What to work on: Each line below needs to be repeated precisely as it is.

Data provided:
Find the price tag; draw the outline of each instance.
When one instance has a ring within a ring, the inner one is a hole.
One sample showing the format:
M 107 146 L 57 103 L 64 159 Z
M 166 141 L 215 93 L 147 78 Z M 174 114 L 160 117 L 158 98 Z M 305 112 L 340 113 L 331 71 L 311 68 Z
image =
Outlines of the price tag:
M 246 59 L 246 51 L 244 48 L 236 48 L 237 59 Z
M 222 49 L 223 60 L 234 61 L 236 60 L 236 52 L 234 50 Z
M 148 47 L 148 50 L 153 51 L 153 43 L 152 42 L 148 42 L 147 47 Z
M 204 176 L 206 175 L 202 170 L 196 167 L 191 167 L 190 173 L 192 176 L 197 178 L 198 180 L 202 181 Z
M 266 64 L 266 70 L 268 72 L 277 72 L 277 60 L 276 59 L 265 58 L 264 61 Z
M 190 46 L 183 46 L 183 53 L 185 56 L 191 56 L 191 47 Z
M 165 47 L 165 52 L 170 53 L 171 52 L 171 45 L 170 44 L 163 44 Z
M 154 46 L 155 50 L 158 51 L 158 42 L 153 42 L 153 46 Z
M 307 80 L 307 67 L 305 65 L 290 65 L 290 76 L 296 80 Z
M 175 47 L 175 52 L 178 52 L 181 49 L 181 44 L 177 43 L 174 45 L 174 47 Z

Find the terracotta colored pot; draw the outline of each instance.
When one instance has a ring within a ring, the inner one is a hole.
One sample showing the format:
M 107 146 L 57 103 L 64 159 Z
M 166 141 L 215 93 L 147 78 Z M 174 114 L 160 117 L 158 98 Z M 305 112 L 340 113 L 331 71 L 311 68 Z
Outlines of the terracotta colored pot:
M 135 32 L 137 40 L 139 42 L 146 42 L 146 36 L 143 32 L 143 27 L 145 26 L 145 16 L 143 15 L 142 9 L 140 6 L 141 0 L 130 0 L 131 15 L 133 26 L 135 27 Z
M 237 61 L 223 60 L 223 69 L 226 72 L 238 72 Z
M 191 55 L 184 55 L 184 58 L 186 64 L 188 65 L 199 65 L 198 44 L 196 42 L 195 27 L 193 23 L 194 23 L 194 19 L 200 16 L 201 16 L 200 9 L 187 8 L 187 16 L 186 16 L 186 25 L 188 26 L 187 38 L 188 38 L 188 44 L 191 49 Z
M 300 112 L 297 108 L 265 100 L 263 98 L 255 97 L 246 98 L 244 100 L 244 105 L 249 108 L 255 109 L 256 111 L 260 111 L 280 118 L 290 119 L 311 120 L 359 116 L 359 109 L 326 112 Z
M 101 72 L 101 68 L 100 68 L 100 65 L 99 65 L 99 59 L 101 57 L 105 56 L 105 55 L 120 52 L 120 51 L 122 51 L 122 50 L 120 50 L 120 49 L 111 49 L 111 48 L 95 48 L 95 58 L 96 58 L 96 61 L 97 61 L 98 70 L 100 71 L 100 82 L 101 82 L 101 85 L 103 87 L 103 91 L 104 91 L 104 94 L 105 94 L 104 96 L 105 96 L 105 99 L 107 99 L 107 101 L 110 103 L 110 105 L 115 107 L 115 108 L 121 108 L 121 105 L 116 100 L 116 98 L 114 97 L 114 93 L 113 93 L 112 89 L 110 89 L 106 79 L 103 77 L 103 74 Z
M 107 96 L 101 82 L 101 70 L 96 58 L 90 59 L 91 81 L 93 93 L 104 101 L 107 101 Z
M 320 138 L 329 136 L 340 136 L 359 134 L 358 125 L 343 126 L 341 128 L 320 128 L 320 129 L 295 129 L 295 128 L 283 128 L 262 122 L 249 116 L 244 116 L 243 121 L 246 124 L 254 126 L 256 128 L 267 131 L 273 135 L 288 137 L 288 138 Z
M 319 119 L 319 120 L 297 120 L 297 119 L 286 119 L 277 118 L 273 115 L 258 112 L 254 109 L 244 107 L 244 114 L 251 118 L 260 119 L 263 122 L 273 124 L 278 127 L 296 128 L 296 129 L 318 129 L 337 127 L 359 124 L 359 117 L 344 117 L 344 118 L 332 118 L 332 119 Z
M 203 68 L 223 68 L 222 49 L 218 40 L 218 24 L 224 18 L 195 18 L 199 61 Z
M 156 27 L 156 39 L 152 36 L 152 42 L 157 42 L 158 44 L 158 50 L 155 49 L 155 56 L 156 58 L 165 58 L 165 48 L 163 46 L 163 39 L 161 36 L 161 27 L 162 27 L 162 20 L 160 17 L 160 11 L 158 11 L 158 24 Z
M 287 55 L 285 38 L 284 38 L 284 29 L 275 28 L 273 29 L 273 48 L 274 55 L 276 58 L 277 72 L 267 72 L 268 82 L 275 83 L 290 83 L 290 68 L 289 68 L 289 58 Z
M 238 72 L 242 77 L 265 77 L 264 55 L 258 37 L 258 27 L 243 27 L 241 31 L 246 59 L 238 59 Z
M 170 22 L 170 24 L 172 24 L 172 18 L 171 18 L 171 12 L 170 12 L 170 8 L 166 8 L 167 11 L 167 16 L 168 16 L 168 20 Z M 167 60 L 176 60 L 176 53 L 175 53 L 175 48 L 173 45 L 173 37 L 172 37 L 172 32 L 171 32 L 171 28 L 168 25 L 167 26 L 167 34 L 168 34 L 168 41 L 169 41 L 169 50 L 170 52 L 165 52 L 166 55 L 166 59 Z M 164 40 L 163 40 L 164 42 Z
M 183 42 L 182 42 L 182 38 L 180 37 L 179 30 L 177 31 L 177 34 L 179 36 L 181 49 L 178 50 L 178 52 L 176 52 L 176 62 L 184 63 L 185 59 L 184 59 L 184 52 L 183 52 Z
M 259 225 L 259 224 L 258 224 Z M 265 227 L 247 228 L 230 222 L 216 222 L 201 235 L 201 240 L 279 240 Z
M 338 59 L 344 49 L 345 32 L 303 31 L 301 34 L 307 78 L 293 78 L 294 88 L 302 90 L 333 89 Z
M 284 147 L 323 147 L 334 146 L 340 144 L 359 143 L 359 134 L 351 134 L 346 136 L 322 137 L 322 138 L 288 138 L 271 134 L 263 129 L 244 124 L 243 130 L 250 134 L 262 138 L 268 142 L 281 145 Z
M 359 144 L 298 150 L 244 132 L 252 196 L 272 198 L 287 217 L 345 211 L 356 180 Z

Response to the exercise:
Find the price tag; draw the outline of each instance.
When one instance has a ring within a ring, the inner one is a hole.
One sample showing the format:
M 107 146 L 57 103 L 64 159 Z
M 166 141 L 215 93 L 147 78 Z M 174 114 L 160 117 L 158 98 Z M 305 112 L 340 113 L 331 71 L 311 68 Z
image =
Outlines of the price tag:
M 246 59 L 246 51 L 244 48 L 236 48 L 237 59 Z
M 222 49 L 223 60 L 234 61 L 236 60 L 236 52 L 234 50 Z
M 148 47 L 148 50 L 153 51 L 153 43 L 152 42 L 148 42 L 147 47 Z
M 204 176 L 206 175 L 202 170 L 196 167 L 191 167 L 190 173 L 192 176 L 197 178 L 198 180 L 202 181 Z
M 266 64 L 266 70 L 268 72 L 277 72 L 277 60 L 276 59 L 265 58 L 264 61 Z
M 190 46 L 183 46 L 183 53 L 185 56 L 191 56 L 191 47 Z
M 165 47 L 165 52 L 170 53 L 171 52 L 171 45 L 170 44 L 163 44 Z
M 154 46 L 155 50 L 158 51 L 158 42 L 153 42 L 153 46 Z
M 307 80 L 307 67 L 305 65 L 290 65 L 290 76 L 296 80 Z
M 175 47 L 175 52 L 178 52 L 181 49 L 181 44 L 177 43 L 174 45 L 174 47 Z

Find the terracotta colored pot; draw the outline of each instance.
When one instance has a ring within a ring, the inner one is a hole.
One sample showing the format:
M 107 146 L 57 103 L 64 159 Z
M 166 141 L 215 93 L 147 78 Z M 174 114 L 160 117 L 158 98 Z M 305 112 L 340 113 L 331 71 L 311 68 Z
Outlines of the terracotta colored pot:
M 135 32 L 137 40 L 139 42 L 146 42 L 146 36 L 143 32 L 143 27 L 145 26 L 145 16 L 143 15 L 142 9 L 140 6 L 141 0 L 130 0 L 131 15 L 133 26 L 135 27 Z
M 237 61 L 223 60 L 223 69 L 226 72 L 238 72 Z
M 191 55 L 184 55 L 184 58 L 186 64 L 188 65 L 199 65 L 198 44 L 196 42 L 195 27 L 193 23 L 194 23 L 194 19 L 200 16 L 201 16 L 200 9 L 187 8 L 187 16 L 186 16 L 186 25 L 188 26 L 187 38 L 188 38 L 188 44 L 191 49 Z
M 300 112 L 297 108 L 265 100 L 263 98 L 255 97 L 246 98 L 244 100 L 244 105 L 249 108 L 255 109 L 256 111 L 260 111 L 280 118 L 290 119 L 311 120 L 359 116 L 359 109 L 326 112 Z
M 101 72 L 101 68 L 100 68 L 100 65 L 99 65 L 99 59 L 101 57 L 105 56 L 105 55 L 120 52 L 120 51 L 122 51 L 122 50 L 120 50 L 120 49 L 111 49 L 111 48 L 95 48 L 95 58 L 96 58 L 96 61 L 97 61 L 98 70 L 100 71 L 100 82 L 101 82 L 101 85 L 103 87 L 103 91 L 104 91 L 104 94 L 105 94 L 104 96 L 105 96 L 105 99 L 107 99 L 107 101 L 110 103 L 110 105 L 115 107 L 115 108 L 121 108 L 121 105 L 116 100 L 116 98 L 114 97 L 114 93 L 113 93 L 112 89 L 110 89 L 106 79 L 103 77 L 103 74 Z
M 107 96 L 101 82 L 101 70 L 96 58 L 90 59 L 91 81 L 93 93 L 104 101 L 107 101 Z
M 320 138 L 329 136 L 340 136 L 359 134 L 358 125 L 343 126 L 341 128 L 320 128 L 320 129 L 295 129 L 295 128 L 283 128 L 262 122 L 249 116 L 244 116 L 243 121 L 246 124 L 254 126 L 256 128 L 267 131 L 273 135 L 288 137 L 288 138 Z
M 319 119 L 319 120 L 297 120 L 297 119 L 286 119 L 277 118 L 273 115 L 258 112 L 254 109 L 244 107 L 244 114 L 251 118 L 260 119 L 263 122 L 273 124 L 278 127 L 296 128 L 296 129 L 318 129 L 337 127 L 359 124 L 359 117 L 344 117 L 344 118 L 332 118 L 332 119 Z
M 203 68 L 223 68 L 222 49 L 218 40 L 218 24 L 224 18 L 195 18 L 199 61 Z
M 156 27 L 156 39 L 152 36 L 152 42 L 157 42 L 158 44 L 158 50 L 155 49 L 155 56 L 156 58 L 165 58 L 165 48 L 163 46 L 163 39 L 161 36 L 161 27 L 162 27 L 162 20 L 160 17 L 160 11 L 158 11 L 158 24 Z
M 287 55 L 285 38 L 284 38 L 284 29 L 275 28 L 273 29 L 273 48 L 274 55 L 276 58 L 277 72 L 267 72 L 268 82 L 275 83 L 290 83 L 290 68 L 289 68 L 289 58 Z
M 238 72 L 242 77 L 265 77 L 264 55 L 258 37 L 258 27 L 243 27 L 241 31 L 246 59 L 238 59 Z
M 170 22 L 170 24 L 172 24 L 172 18 L 171 18 L 171 12 L 170 12 L 170 8 L 166 8 L 167 11 L 167 16 L 168 16 L 168 20 Z M 167 60 L 176 60 L 176 53 L 175 53 L 175 48 L 173 45 L 173 37 L 172 37 L 172 32 L 171 32 L 171 28 L 168 25 L 167 26 L 167 34 L 168 34 L 168 41 L 169 41 L 169 50 L 170 52 L 165 52 L 166 55 L 166 59 Z M 164 40 L 163 40 L 164 42 Z
M 183 42 L 182 42 L 182 38 L 180 37 L 179 30 L 177 31 L 177 34 L 179 36 L 181 49 L 178 50 L 178 52 L 176 52 L 176 62 L 184 63 L 185 59 L 184 59 L 184 52 L 183 52 Z
M 259 225 L 259 224 L 258 224 Z M 265 227 L 247 228 L 230 222 L 216 222 L 201 235 L 201 240 L 279 240 Z
M 338 59 L 344 49 L 345 32 L 303 31 L 301 34 L 307 78 L 293 78 L 294 88 L 302 90 L 333 89 Z
M 284 147 L 323 147 L 334 146 L 340 144 L 359 143 L 359 134 L 351 134 L 346 136 L 322 137 L 322 138 L 288 138 L 271 134 L 263 129 L 244 124 L 243 130 L 250 134 L 262 138 L 268 142 L 281 145 Z
M 359 144 L 298 150 L 244 132 L 252 196 L 272 198 L 287 217 L 345 211 L 356 180 Z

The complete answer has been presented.